── DOCUMENT SOURCE

Regrettons -même si cela aurait rendu le livre encore plus épais !- qu’un premier chapitre n’ait pas été consacré à l’histoire de la géopolitique. Alors que le mot, en effet, est aujourd’hui très à la mode, qu’il fait vendre des livres ou attribuer des subventions[1], il est longtemps resté tabou dans les années cinquante et soixante parce qu’il avait servi de vecteur aux doctrines liées au nazisme (notamment celle d’ « espace vital »). Il a fallu attendre les années soixante-dix pour qu’en France, un professeur de géographie (situé nettement à gauche sur l’échiquier politique), Yves Lacoste –préfacier de l’ouvrage dont nous rendons compte- ose reprendre le concept et lui redonner ses lettres de noblesse en fondant la revue Hérodote (1976) et en publiant une remarquable Géopolitique des régions françaises (1986) ainsi qu’un dictionnaire de géopolitique (1993).

Le principal mérite de Patrice Gourdin, professeur agrégé à l’Ecole de l’Air de Salon de Provence, est de proposer pour la première fois un véritable manuel pratique de géopolitique. Après avoir défini l’objet de la géopolitique (étudier les enjeux de pouvoirs et d’influences sur des territoires entre plusieurs populations), il inventorie les quatre séries de facteurs à prendre en compte pour une telle analyse : les facteurs géographiques (situations géographiques, climats, relief, végétation, ressources naturelles), les facteurs humains (données démographiques, clivages ethniques, clivages linguistiques, clivages religieux, rivalités politiques), le poids des représentations (les populations n’agissent pas seulement en fonction des réalités, mais surtout en fonction de leurs représentations de ces réalités), les acteurs extérieurs (Etats, ONG, mafias…). Tous ces facteurs interfèrent, toutes ces problématiques se combinent les unes aux autres pour créer des situations géopolitiques souvent très complexes, que le spécialiste doit aborder avec méthode, selon des « grilles » d’analyse que fournit Patrice Gourdin.

────
── ENTRÉES FOURNIES

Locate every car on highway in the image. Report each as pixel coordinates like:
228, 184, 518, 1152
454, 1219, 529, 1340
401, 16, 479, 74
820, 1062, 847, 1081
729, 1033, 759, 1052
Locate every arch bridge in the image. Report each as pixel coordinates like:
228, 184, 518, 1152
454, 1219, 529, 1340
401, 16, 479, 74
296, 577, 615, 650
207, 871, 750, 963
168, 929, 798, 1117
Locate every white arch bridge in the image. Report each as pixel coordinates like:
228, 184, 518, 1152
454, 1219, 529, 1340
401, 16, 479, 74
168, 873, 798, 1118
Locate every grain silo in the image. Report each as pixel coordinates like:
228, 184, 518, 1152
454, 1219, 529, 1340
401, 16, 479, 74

────
── ENTRÉES FOURNIES

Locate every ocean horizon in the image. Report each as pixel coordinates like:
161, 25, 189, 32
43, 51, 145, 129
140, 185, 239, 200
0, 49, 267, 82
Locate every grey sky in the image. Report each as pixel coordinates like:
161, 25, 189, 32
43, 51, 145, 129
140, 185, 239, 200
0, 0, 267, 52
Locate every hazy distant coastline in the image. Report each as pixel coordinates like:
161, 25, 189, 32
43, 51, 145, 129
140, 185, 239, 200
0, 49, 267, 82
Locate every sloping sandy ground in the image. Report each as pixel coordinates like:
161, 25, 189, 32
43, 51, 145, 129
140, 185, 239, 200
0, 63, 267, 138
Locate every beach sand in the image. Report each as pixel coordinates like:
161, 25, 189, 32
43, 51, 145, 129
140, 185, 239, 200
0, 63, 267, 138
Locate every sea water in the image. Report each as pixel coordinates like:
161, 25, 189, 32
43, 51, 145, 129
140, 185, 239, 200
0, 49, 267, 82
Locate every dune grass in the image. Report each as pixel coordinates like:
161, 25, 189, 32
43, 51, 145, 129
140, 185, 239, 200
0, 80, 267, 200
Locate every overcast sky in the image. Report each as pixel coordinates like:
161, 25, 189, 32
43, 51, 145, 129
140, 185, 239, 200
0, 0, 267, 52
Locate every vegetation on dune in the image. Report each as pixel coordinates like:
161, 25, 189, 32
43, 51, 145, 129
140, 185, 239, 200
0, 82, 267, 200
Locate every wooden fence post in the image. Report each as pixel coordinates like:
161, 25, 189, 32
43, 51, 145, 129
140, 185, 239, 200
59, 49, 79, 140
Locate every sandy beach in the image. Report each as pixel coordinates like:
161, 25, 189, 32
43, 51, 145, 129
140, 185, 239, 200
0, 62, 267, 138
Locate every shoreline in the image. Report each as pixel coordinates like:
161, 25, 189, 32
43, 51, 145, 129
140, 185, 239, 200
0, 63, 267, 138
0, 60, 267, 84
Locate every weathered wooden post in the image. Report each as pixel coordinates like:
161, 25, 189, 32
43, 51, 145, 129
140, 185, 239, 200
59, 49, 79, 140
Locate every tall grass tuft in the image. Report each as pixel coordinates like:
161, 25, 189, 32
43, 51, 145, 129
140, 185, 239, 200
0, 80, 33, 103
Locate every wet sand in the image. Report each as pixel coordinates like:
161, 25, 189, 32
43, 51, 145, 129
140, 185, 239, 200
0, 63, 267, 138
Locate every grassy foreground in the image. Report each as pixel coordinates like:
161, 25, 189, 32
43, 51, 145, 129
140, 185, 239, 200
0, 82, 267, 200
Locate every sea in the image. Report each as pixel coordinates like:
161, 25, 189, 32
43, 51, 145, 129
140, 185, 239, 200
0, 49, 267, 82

────
── ENTRÉES FOURNIES

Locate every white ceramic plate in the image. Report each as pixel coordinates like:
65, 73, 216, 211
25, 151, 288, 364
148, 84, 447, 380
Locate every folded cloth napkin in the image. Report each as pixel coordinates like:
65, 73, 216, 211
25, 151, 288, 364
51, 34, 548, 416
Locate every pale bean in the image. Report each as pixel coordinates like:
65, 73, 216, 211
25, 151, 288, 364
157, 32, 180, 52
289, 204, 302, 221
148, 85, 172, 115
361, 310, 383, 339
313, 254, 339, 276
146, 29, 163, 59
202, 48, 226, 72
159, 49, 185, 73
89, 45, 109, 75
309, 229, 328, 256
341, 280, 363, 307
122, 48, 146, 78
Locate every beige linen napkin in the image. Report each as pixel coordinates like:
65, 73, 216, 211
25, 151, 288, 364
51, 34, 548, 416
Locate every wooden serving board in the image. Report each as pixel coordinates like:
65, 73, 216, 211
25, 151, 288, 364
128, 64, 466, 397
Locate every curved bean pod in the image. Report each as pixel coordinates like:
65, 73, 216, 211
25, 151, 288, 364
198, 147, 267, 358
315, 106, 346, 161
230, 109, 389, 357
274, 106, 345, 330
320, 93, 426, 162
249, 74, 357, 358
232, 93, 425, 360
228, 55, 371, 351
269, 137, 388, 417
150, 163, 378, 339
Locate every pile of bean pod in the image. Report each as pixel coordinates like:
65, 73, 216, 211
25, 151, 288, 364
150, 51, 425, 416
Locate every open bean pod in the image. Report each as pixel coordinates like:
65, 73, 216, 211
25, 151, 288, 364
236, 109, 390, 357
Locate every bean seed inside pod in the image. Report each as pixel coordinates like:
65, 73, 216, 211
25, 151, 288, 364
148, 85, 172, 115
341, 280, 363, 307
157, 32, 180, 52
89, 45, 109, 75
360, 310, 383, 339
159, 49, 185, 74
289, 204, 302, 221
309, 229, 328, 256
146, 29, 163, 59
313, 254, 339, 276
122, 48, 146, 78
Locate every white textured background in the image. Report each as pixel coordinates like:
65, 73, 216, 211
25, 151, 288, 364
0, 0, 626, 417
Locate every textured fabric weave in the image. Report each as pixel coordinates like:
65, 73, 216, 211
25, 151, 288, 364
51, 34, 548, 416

────

TÂCHES DEMANDÉES:
• a. Reformulez sous forme de liste le paragraphe du compte rendu sur la géopolitique qui commence par « Le principal mérite de Patrice Gourdin », en conservant ses faits essentiels.
• b. Rédigez la suite du compte rendu sur la géopolitique, en commençant après sa dernière phrase.

EXERCICES CORRIGÉS:
• a.
- Auteur : Patrice Gourdin, professeur agrégé à l'École de l'Air de Salon-de-Provence.
- Apport principal : premier véritable manuel pratique de géopolitique.
- Objet de la géopolitique : étudier les enjeux de pouvoirs et d'influences sur des territoires entre plusieurs populations.
- Quatre séries de facteurs d'analyse :
  - facteurs géographiques : situations géographiques, climats, relief, végétation, ressources naturelles ;
  - facteurs humains : données démographiques, clivages ethniques, linguistiques et religieux, rivalités politiques ;
  - poids des représentations : les populations agissent surtout en fonction de leurs représentations des réalités ;
  - acteurs extérieurs : États, ONG, mafias, etc.
- Interaction : ces facteurs se combinent et créent des situations souvent très complexes.
- Méthode : le spécialiste doit les aborder selon les « grilles » d'analyse proposées par Patrice Gourdin.

• b.
Puis, voulant montrer comment l’on passe de la théorie générale à la pratique, l’auteur étudie (dernier chapitre), en tant que géopoliticien, une série de cas concrets : l’Ossétie, le Tibet, le Darfour, la Tchétchénie, l’Afghanistan.

Il s’agit donc, au total, d’un manuel, et, pour nous, le terme n’est nullement dépréciatif ; bien au contraire. Mais l’ouvrage de Patrice Gourdin est également « une contribution majeure au développement de la réflexion géopolitique » (Yves Lacoste).

Jean-François Soulet

J-F Soulet

 



[1] « A l’Institut Français des Relations Internationales (IFRI), avoue ingénument son président (Commentaires, automne 2010, p. 622), nous avons des programmes qui s’appellent : ‘géopolitique’ de ceci ou de cela, tout simplement parce que, si on les nommait autrement, nos partenaires y prêteraient moins attention. Le marketing repose en partie sur la sémantique. Ainsi, avons-nous un programme ‘gouvernance européenne et géopolitique de l’énergie’. Dans l’absolu, je préfèrerais parler de politique internationale de l’énergie »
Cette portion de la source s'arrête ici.